:: What this task involves ::
Pick out every line in the records below that contains the string "distant", and copy each one. Case counts.

(Object location annotation data)
──────────

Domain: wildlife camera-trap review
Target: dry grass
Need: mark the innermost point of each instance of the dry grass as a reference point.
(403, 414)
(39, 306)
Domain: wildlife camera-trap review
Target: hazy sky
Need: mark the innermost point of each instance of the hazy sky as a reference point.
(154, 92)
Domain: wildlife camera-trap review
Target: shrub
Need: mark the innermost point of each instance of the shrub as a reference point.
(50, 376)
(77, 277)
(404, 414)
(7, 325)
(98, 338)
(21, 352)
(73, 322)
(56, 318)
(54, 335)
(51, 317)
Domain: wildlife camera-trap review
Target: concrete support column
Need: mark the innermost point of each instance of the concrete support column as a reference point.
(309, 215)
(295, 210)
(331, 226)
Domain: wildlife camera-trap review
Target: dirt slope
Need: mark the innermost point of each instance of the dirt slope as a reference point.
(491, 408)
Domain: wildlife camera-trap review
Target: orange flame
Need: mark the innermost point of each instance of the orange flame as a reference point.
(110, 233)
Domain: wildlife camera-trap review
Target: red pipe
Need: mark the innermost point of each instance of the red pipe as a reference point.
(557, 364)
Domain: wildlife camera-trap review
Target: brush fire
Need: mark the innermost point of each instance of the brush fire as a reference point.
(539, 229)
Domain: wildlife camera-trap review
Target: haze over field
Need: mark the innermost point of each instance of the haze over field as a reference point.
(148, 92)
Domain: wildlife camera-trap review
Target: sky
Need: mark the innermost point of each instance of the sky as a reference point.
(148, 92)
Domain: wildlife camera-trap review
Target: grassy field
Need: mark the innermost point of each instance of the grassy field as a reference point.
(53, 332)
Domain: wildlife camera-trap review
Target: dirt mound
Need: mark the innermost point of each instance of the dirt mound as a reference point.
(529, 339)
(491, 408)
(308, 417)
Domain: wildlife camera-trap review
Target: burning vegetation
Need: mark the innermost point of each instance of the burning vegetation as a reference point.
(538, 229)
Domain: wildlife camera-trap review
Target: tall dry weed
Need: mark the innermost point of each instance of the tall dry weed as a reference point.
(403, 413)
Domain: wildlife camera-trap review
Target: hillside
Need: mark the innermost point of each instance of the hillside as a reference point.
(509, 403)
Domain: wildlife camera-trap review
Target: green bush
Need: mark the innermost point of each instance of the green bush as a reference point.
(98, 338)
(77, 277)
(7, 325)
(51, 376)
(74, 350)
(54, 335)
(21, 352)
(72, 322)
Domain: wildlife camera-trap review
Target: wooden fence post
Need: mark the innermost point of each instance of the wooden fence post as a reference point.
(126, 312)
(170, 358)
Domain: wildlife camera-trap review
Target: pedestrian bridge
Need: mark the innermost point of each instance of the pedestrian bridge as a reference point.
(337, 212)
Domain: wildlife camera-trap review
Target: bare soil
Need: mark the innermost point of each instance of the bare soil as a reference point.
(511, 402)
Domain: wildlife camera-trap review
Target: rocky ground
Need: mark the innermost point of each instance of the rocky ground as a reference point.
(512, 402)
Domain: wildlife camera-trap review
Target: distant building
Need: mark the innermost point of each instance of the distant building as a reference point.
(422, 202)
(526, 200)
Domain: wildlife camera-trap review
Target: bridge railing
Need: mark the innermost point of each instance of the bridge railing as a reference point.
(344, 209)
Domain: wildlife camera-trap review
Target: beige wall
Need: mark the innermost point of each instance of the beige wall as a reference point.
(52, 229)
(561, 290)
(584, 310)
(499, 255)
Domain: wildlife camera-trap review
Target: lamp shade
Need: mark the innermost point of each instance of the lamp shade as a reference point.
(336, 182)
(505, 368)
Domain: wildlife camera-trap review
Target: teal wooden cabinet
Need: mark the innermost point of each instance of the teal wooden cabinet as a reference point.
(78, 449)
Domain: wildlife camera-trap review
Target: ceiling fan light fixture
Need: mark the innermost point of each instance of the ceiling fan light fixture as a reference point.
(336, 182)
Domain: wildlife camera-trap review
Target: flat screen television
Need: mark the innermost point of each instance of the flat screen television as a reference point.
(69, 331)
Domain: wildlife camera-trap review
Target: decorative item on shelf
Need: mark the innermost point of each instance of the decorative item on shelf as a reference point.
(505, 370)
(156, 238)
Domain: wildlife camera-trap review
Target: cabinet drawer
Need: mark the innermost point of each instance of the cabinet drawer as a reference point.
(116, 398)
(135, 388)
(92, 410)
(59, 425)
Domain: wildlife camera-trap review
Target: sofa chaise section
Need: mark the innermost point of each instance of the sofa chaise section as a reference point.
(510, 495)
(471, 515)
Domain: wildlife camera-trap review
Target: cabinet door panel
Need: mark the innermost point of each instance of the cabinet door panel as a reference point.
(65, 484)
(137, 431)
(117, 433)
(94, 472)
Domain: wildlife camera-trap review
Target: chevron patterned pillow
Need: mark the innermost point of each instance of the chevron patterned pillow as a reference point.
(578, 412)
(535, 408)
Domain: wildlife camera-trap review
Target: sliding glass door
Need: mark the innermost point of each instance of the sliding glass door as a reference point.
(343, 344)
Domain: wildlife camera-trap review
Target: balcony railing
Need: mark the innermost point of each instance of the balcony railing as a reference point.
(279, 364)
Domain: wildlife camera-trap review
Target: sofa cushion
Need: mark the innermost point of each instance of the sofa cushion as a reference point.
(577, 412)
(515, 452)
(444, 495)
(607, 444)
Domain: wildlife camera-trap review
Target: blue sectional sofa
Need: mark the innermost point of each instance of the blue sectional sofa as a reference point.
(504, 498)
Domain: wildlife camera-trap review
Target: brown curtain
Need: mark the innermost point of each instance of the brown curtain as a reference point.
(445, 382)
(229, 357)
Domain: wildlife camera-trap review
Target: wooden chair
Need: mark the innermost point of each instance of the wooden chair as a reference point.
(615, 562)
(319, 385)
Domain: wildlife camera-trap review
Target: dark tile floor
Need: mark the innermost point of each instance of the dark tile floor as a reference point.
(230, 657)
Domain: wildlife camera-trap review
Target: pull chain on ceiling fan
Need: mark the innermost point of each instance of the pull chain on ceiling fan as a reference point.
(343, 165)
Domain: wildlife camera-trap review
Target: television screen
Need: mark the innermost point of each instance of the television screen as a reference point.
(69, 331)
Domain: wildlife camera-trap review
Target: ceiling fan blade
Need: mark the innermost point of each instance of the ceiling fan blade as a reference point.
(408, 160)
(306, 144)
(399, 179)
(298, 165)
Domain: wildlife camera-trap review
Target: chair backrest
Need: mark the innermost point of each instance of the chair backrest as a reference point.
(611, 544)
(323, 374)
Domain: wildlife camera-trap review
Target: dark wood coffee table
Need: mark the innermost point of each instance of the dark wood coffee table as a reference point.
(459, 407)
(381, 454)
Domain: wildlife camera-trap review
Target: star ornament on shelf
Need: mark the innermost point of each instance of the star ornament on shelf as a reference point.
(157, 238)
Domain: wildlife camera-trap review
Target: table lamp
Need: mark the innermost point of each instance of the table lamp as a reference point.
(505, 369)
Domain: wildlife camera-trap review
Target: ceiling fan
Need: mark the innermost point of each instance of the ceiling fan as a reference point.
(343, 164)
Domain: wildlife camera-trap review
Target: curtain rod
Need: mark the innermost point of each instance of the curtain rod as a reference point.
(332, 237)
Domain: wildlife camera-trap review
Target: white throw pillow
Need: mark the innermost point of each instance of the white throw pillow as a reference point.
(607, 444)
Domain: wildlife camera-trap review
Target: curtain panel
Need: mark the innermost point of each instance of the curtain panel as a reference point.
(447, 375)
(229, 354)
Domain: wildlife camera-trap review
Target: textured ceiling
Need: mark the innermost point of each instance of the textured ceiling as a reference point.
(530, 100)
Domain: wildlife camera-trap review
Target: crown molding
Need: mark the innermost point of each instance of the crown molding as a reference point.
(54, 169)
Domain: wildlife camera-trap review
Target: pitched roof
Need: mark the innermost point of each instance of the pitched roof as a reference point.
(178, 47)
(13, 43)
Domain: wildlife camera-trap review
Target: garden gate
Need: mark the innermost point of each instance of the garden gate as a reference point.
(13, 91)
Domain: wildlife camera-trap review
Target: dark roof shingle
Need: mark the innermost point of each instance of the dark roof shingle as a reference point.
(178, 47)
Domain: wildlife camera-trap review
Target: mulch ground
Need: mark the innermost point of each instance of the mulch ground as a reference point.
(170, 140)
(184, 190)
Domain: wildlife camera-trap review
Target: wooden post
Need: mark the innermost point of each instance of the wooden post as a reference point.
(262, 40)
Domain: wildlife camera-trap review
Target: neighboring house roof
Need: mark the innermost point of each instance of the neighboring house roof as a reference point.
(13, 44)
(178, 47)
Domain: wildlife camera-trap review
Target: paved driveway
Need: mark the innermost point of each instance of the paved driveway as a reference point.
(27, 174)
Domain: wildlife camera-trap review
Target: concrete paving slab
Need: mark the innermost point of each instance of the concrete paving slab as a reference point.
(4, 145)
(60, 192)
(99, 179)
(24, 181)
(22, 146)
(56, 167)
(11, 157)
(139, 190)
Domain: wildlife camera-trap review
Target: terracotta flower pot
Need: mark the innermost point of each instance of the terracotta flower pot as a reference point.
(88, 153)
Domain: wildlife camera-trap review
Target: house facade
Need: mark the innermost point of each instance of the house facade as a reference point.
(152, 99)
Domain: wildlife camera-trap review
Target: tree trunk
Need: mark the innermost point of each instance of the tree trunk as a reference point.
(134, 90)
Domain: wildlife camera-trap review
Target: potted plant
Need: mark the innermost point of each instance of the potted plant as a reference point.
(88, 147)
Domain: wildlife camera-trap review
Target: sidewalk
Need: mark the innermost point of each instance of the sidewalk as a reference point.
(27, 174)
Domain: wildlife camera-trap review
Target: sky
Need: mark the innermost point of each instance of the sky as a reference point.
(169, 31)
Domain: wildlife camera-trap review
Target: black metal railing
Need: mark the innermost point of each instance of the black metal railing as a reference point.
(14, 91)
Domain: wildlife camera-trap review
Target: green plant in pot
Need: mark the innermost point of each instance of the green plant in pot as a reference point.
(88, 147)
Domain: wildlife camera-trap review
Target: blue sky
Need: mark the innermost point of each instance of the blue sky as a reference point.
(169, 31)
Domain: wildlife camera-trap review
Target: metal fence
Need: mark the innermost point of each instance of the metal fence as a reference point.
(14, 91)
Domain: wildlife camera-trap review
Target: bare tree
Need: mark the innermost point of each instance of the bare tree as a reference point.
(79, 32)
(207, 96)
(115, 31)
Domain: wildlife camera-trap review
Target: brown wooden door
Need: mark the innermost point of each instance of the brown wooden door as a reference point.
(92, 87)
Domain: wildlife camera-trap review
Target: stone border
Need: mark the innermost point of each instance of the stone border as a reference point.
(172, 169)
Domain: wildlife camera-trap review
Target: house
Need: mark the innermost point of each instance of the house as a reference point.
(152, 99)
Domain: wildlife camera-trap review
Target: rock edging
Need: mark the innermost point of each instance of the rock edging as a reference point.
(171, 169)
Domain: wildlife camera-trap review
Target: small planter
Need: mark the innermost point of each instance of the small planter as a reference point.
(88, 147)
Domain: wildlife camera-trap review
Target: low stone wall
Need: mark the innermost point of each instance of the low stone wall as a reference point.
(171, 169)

──────────

:: Solution ::
Target: distant building
Need: mark the innermost point of each instance of the distant building as a reference point.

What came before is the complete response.